What to work on: Transcribe every record below verbatim, keeping each character, space, and line break unchanged.

################

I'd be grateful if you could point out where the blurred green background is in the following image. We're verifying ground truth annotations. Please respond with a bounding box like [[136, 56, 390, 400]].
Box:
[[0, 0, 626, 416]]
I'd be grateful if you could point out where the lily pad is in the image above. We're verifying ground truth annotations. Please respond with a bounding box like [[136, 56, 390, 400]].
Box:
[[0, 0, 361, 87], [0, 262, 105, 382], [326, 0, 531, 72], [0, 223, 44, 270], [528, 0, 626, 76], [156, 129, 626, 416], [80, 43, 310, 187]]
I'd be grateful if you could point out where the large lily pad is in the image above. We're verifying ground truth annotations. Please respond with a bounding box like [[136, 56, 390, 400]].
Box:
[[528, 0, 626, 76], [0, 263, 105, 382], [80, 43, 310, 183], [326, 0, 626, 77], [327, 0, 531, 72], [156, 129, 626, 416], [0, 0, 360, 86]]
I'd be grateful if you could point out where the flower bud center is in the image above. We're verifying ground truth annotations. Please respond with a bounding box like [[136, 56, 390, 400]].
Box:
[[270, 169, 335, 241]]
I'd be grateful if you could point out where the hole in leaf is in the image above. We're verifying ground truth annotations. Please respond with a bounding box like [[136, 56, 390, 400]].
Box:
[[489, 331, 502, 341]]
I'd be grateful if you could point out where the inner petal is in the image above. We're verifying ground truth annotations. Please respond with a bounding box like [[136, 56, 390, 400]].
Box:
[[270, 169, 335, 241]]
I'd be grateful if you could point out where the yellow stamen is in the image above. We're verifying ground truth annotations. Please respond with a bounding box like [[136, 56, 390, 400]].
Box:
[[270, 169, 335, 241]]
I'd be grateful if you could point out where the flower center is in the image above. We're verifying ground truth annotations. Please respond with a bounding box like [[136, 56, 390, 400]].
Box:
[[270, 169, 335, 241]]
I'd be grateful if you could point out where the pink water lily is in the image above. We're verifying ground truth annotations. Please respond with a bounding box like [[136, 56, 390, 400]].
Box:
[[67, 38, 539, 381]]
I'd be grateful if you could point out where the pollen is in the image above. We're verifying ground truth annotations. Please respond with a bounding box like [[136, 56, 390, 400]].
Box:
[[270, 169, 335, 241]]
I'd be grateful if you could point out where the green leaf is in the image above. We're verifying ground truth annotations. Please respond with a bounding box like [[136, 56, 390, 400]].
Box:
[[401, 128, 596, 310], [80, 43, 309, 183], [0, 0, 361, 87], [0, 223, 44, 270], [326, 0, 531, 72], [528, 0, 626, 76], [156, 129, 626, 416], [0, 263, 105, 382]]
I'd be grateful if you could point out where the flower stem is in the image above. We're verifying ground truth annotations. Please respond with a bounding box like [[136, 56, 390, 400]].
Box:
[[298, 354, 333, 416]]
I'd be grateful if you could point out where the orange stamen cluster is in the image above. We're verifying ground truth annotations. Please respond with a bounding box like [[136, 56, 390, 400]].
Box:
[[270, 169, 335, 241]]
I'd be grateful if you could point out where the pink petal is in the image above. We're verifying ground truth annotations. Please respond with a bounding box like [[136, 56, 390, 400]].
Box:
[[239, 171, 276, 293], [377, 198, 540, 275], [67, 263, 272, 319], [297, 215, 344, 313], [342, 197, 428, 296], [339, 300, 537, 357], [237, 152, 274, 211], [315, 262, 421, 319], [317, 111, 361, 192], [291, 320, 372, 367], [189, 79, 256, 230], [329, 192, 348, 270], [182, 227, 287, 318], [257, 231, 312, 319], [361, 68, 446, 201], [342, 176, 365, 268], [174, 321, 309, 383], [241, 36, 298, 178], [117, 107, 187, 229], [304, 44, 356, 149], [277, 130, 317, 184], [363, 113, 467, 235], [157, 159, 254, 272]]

################

Solution to the exercise:
I'd be grateful if you could point out where the blurred green background is in the following image. We're verifying ground truth annotations. Please respond with a bounding box like [[136, 56, 390, 400]].
Box:
[[0, 0, 626, 416]]
I'd be grateful if you could point out where the lily pad is in the image above. We're verifying ground truth annotations. Please respond with a bounding box like [[136, 56, 390, 400]].
Box:
[[0, 0, 361, 87], [0, 262, 105, 382], [326, 0, 531, 72], [0, 223, 44, 270], [528, 0, 626, 76], [156, 129, 626, 416], [80, 43, 310, 187]]
I'd be grateful if you could point out where the large lily pad is in the image above. We're verifying ground truth annotations. Please respond with a bounding box like [[136, 56, 390, 400]].
Box:
[[528, 0, 626, 76], [0, 263, 105, 382], [80, 43, 310, 183], [326, 0, 626, 77], [327, 0, 531, 72], [156, 129, 626, 416], [0, 0, 360, 86]]
I'd be grateful if you could point out where the flower bud center is in the image above. We're verifying ground truth annotations. Please respond with a bounding box like [[136, 56, 390, 400]].
Box:
[[270, 169, 335, 241]]
I'd be grateful if you could point out where the hole in leaf is in the image above. We're verifying ground truth annotations. Please respond with a bounding box like [[136, 56, 390, 400]].
Box:
[[489, 331, 502, 341]]
I'd be grateful if you could point out where the inner petal is in the image above. We're verifying ground truth annotations. Please respond with a bounding box like [[136, 56, 390, 400]].
Box:
[[270, 169, 335, 241]]
I'd be grateful if you could point out where the yellow stamen is in the image above. We're verifying ground truth annotations. Please respond with a bounding box like [[136, 56, 390, 400]].
Box:
[[270, 169, 335, 241]]
I'd be grateful if you could point out where the flower center is in the image above. We're verifying ground truth annotations. Please respond with a bounding box like [[136, 56, 390, 400]].
Box:
[[270, 169, 335, 241]]
I'd be grateful if you could point out where the pink water lily is in the image above. We're verifying ground truth annotations. Please respond with a bounding box like [[136, 56, 390, 400]].
Box:
[[67, 38, 539, 381]]
I'd be grateful if you could point out where the pollen is in the image above. We're verifying ground truth annotations. Please respond with a bounding box like [[136, 56, 390, 400]].
Box:
[[270, 169, 335, 241]]
I'd be grateful if you could point out where the green leaf is in the image above. We're verifying ground truth annotations. Please respond with a bounding box like [[136, 56, 390, 400]].
Box:
[[401, 128, 596, 310], [80, 43, 309, 183], [0, 0, 361, 87], [0, 223, 44, 270], [326, 0, 531, 72], [528, 0, 626, 76], [156, 129, 626, 416], [0, 263, 105, 382]]
I'd be grateful if you could point out where the flower stem is in the image above. We're verifying ground truth annotations. Please respond with a bounding box like [[136, 56, 390, 400]].
Box:
[[298, 354, 333, 416]]
I'd be grateful if you could point out where the orange stamen cluster is in the image above. We're verifying ground truth annotations. Please respond with a bounding box like [[136, 56, 390, 400]].
Box:
[[270, 169, 335, 241]]
I'd be grateful if you could point out where the pink petal is in the image above. We're verifying ground truth annotations. Please respond with a bounding box like [[136, 56, 390, 400]].
Box:
[[239, 171, 276, 293], [377, 198, 540, 275], [67, 263, 272, 319], [297, 215, 344, 313], [342, 197, 428, 296], [339, 300, 537, 357], [237, 152, 274, 211], [315, 262, 421, 319], [317, 111, 361, 192], [291, 320, 372, 367], [189, 79, 256, 230], [329, 192, 348, 270], [182, 227, 287, 318], [257, 231, 312, 319], [361, 68, 446, 201], [342, 176, 365, 268], [174, 321, 309, 383], [241, 36, 298, 178], [117, 107, 187, 229], [304, 44, 356, 149], [277, 130, 317, 184], [363, 113, 467, 235], [157, 159, 254, 272]]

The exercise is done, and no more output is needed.